Data items
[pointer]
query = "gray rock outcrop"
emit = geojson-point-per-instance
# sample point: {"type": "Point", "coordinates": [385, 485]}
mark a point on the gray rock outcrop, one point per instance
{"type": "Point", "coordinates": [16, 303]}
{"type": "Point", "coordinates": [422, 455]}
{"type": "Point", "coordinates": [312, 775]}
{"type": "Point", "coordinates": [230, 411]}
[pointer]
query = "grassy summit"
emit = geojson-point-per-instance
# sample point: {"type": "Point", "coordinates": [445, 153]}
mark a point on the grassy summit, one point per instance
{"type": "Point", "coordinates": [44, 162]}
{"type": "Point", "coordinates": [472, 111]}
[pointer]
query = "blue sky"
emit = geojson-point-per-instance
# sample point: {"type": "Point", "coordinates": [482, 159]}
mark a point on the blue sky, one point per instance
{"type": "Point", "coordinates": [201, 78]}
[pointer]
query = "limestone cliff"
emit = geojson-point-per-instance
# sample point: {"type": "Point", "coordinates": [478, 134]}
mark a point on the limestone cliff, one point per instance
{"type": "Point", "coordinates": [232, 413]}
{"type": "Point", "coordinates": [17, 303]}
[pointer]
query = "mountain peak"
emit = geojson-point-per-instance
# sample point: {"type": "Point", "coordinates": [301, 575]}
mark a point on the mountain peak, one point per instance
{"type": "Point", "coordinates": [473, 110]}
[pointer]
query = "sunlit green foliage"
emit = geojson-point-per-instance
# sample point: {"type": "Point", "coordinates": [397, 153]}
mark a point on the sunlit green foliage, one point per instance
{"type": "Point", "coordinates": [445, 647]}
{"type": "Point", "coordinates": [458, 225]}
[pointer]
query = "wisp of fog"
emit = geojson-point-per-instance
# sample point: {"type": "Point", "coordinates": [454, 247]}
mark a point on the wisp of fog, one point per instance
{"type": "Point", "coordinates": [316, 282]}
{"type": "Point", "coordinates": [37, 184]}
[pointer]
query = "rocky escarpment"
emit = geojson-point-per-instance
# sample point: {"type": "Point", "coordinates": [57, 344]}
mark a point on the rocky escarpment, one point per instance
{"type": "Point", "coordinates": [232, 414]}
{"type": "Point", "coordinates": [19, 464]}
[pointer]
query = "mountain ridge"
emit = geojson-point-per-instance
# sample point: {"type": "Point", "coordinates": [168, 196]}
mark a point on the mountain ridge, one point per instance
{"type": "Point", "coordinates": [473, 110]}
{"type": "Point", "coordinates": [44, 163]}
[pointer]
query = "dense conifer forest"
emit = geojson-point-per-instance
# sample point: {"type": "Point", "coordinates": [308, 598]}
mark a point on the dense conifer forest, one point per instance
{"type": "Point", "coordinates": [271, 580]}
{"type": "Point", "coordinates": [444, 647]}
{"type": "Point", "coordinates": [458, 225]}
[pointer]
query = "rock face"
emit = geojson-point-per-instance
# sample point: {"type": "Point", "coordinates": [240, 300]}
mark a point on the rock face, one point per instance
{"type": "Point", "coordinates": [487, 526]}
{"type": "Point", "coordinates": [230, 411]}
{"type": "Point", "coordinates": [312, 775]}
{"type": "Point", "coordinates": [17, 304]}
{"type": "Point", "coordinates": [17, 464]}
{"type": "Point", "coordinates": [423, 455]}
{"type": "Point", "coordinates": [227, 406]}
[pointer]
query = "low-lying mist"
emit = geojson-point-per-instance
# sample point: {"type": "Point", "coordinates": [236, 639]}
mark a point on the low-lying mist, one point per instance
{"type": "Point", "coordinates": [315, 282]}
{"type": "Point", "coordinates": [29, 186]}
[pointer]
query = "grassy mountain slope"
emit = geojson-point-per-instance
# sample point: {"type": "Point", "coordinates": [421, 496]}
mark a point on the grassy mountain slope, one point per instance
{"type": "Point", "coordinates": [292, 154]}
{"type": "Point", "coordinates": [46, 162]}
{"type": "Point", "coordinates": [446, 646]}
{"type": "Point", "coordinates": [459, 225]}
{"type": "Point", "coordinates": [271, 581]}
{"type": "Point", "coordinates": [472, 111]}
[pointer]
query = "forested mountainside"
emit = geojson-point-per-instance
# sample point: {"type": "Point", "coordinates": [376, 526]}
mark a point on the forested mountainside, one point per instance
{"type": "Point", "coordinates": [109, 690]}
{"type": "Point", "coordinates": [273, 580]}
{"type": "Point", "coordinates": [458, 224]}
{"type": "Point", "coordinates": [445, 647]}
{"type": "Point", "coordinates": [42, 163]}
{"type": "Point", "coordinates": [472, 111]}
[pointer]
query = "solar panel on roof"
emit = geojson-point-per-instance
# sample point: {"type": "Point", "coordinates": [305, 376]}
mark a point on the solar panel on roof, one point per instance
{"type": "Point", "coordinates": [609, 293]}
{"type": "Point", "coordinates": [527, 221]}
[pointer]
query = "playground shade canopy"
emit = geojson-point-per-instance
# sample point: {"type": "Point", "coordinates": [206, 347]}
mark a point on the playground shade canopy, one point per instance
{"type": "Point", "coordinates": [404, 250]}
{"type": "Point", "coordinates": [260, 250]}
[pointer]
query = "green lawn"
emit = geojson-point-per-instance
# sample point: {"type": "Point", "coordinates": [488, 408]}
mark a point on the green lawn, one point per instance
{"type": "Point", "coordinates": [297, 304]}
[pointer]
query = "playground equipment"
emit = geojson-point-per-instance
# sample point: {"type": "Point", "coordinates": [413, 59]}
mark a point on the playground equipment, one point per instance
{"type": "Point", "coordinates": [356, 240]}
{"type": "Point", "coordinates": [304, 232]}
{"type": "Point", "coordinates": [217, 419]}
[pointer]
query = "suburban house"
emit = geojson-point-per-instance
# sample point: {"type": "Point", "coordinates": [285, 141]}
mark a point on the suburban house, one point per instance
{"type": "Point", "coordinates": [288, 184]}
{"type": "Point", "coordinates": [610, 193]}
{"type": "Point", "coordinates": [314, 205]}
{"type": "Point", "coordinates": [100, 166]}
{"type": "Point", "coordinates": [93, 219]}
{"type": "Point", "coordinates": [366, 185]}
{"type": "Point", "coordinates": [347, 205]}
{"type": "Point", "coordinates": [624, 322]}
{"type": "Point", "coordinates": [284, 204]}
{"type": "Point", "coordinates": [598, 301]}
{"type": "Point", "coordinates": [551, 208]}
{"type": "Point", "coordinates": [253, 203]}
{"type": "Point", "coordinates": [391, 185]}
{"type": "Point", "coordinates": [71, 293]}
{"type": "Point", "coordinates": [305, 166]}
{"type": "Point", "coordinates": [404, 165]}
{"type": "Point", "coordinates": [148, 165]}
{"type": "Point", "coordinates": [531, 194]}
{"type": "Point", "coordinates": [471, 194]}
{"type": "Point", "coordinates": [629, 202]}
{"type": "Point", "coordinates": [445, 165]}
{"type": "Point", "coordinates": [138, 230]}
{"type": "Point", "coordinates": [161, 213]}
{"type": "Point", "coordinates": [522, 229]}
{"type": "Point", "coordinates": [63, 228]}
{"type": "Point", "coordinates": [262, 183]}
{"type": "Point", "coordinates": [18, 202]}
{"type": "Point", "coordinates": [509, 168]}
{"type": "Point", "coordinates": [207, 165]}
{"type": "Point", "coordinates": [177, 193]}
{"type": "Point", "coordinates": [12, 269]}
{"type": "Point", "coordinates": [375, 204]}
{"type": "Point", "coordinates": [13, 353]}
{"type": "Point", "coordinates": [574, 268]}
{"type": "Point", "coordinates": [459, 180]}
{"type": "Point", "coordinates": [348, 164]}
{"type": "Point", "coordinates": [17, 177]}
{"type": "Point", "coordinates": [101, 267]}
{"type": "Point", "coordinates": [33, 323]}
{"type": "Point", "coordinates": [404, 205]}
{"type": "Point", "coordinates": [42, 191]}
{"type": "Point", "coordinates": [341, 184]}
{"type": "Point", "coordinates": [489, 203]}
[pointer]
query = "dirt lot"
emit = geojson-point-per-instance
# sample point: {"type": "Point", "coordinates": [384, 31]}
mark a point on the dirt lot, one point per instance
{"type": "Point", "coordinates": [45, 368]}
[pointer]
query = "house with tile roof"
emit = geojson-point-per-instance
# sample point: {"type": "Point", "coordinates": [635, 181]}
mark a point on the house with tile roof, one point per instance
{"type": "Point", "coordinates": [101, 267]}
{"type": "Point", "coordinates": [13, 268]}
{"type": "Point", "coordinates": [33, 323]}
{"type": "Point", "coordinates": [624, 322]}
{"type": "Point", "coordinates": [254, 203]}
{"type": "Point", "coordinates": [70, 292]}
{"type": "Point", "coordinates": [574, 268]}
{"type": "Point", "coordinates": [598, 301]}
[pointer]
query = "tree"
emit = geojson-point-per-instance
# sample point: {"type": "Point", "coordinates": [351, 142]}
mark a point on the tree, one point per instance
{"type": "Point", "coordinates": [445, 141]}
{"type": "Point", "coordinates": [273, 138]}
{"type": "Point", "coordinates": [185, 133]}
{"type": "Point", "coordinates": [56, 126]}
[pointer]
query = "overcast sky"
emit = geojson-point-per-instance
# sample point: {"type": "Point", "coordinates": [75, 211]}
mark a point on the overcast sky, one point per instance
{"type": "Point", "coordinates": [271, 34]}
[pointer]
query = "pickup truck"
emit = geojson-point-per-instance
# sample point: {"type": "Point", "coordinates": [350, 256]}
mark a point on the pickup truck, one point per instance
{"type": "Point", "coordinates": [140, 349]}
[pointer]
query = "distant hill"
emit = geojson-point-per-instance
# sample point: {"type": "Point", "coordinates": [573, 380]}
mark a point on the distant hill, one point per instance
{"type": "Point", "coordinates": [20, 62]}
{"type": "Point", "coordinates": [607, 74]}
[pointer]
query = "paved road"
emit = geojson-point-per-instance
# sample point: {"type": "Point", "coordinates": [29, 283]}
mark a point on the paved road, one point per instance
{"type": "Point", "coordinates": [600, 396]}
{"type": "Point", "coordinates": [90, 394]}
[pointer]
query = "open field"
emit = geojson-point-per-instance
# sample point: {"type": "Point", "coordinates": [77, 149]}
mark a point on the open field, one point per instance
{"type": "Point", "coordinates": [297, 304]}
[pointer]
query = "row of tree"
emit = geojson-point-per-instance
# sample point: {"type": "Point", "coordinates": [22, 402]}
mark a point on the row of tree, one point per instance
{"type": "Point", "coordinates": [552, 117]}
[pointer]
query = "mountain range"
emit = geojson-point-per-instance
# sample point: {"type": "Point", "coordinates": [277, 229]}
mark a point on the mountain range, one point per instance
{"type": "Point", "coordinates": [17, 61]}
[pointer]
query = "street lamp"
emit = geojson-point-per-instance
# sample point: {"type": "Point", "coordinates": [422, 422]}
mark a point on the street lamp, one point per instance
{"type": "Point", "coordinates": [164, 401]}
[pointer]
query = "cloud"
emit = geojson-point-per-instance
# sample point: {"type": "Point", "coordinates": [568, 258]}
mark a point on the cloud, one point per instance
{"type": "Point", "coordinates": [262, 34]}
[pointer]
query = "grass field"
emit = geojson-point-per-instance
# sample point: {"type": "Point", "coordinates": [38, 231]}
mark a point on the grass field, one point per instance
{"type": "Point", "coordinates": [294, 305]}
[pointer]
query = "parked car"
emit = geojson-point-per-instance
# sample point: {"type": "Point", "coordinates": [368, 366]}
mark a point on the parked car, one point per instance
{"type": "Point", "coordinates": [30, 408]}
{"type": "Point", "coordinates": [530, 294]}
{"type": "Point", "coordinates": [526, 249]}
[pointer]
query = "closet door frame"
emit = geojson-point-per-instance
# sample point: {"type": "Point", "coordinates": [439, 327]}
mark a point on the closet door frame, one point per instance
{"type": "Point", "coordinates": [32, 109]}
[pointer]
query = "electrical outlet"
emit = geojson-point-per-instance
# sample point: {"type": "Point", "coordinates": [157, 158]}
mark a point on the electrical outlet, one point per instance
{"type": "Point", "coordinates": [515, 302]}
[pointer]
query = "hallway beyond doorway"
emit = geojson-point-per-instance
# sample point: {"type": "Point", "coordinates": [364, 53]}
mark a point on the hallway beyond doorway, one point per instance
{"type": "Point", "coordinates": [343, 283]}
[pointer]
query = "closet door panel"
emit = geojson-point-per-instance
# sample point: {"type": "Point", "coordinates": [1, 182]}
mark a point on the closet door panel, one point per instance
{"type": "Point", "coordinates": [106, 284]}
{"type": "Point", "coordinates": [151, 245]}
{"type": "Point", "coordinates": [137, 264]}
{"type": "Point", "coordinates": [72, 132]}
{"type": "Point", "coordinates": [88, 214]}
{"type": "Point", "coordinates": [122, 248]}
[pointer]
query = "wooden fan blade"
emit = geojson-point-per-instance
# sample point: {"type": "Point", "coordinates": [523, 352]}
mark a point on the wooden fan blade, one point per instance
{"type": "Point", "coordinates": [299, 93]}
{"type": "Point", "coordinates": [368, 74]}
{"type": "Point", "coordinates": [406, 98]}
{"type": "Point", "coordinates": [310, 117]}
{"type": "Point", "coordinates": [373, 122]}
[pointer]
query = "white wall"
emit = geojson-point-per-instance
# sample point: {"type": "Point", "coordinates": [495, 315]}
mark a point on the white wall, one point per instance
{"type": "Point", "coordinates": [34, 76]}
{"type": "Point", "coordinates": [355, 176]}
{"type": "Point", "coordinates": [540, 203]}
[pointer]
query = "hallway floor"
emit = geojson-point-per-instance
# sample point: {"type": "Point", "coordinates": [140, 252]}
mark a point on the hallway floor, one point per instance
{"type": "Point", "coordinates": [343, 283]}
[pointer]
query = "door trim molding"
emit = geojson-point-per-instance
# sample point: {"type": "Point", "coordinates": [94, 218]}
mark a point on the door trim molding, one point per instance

* **Task brief**:
Tell how many lines in the records above contain "molding", giving the number and no other words.

* **Exercise output**:
2